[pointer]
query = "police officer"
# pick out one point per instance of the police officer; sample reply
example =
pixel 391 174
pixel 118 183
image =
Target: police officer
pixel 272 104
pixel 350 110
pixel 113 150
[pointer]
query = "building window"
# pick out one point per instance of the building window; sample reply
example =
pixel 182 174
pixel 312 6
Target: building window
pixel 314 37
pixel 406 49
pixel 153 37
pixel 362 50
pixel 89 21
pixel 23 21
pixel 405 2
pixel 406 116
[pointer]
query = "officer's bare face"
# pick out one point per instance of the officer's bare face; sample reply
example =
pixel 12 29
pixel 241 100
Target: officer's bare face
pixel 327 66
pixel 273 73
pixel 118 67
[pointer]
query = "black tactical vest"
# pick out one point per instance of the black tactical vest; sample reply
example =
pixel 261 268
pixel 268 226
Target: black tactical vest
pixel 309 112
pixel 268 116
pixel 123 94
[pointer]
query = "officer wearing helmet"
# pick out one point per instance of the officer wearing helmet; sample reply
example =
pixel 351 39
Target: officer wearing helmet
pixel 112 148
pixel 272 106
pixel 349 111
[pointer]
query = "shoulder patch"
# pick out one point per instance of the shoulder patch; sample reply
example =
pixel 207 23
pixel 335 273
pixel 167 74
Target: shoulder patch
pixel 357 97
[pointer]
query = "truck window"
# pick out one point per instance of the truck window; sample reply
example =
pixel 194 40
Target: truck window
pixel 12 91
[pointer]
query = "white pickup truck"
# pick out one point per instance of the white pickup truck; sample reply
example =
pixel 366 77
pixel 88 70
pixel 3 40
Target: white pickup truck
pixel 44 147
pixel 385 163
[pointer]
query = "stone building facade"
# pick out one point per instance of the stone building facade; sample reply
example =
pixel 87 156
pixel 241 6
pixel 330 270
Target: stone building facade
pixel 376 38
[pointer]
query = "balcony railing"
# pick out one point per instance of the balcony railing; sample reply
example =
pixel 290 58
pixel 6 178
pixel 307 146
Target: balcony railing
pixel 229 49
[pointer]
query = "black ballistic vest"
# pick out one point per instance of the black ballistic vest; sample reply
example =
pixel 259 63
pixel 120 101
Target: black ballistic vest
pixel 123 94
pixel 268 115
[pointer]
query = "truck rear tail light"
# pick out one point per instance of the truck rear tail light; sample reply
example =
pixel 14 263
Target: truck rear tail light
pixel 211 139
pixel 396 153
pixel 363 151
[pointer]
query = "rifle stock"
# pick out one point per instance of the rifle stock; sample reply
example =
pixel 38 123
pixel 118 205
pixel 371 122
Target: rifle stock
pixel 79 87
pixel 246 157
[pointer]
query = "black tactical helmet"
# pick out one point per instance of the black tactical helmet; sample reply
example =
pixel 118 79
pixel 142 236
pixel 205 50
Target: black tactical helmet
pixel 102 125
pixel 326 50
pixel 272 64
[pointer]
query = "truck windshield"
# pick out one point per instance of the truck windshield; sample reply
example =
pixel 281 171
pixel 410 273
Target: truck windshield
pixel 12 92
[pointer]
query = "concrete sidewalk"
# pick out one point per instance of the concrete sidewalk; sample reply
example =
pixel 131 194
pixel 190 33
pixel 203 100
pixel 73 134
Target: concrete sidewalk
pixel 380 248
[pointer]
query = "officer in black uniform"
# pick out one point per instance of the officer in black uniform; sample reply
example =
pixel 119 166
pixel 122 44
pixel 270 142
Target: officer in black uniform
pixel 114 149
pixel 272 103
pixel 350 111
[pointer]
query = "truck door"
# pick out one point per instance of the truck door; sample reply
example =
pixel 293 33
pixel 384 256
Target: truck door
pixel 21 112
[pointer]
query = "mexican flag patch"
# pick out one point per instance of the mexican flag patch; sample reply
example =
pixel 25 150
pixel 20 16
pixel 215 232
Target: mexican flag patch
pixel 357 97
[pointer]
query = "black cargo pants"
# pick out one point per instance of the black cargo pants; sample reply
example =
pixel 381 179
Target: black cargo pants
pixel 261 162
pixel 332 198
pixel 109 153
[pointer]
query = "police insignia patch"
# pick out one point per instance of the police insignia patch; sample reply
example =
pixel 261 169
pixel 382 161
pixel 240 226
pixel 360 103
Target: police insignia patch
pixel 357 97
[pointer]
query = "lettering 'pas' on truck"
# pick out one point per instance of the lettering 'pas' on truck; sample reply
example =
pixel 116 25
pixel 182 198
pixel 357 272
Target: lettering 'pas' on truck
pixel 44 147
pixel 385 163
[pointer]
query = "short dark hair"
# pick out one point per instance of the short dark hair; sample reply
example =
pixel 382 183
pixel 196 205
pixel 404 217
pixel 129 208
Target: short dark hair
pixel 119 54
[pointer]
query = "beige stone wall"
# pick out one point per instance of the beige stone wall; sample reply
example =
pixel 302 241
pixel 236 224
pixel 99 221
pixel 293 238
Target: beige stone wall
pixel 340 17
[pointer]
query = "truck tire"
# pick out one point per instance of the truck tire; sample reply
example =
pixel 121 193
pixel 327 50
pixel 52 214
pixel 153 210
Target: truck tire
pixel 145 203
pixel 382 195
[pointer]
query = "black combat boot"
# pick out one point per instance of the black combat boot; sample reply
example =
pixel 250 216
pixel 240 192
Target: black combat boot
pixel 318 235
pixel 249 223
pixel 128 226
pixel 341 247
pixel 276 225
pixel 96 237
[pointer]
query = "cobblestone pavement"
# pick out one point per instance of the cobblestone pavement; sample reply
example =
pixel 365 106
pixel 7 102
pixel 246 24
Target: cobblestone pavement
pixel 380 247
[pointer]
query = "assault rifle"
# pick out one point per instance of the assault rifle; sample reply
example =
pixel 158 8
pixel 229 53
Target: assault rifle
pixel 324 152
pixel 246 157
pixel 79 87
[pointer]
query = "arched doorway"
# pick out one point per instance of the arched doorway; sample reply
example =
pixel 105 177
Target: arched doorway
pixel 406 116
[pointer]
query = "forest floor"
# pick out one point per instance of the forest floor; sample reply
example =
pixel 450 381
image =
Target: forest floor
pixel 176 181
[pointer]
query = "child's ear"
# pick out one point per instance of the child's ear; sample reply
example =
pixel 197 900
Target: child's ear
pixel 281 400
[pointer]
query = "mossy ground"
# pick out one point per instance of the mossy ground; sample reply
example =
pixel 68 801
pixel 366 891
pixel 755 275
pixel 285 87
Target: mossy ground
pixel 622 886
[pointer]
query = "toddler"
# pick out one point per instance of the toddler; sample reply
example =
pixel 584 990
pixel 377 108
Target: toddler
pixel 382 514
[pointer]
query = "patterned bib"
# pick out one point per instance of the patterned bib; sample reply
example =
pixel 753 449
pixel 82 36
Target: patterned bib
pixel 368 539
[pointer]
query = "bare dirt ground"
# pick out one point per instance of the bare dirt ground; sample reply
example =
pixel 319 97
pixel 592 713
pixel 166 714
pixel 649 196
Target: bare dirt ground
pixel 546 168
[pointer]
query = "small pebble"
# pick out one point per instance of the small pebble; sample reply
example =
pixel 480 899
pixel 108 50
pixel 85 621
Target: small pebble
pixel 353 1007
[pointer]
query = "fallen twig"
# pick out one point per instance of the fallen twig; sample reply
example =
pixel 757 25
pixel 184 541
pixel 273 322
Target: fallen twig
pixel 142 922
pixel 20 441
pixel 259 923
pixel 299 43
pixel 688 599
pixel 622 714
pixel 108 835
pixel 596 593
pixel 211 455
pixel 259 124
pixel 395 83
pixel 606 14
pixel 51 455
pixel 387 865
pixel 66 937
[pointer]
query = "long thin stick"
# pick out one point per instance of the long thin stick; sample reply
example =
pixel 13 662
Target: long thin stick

•••

What is needed =>
Lines from the first one above through the line containing "pixel 366 77" are to be retyped exactly, both included, and nothing more.

Result below =>
[pointer]
query = "police officer"
# pick out one point per instance of the police officer; sample reply
example =
pixel 391 174
pixel 118 183
image =
Target: police officer
pixel 272 104
pixel 350 110
pixel 113 150
[pointer]
query = "building window"
# pick out one point per instance of the building window; sample reply
example =
pixel 182 174
pixel 312 6
Target: building window
pixel 314 37
pixel 406 49
pixel 153 37
pixel 362 50
pixel 89 21
pixel 23 21
pixel 405 2
pixel 406 116
[pointer]
query = "officer's bare face"
# pick out one point per instance of the officer's bare face; sample reply
example =
pixel 12 29
pixel 241 100
Target: officer's bare face
pixel 327 66
pixel 273 73
pixel 118 67
[pointer]
query = "black tactical vest"
# pick out one point per instance of the black tactical vest; sample reply
example =
pixel 261 268
pixel 268 226
Target: black tactical vest
pixel 309 112
pixel 268 116
pixel 123 94
[pointer]
query = "officer wearing helmet"
# pick out one point per instance of the officer wearing helmet; sample reply
example =
pixel 351 39
Target: officer wearing helmet
pixel 112 148
pixel 272 106
pixel 349 111
[pointer]
query = "shoulder patch"
# pick out one point per instance of the shoulder patch; sample reply
example =
pixel 207 23
pixel 335 273
pixel 167 74
Target: shoulder patch
pixel 357 97
[pointer]
query = "truck window"
# pick out one point per instance of the truck window; sample reply
example =
pixel 194 40
Target: truck window
pixel 12 91
[pointer]
query = "white pickup truck"
# pick out one point per instance of the white pickup truck; sample reply
example =
pixel 366 77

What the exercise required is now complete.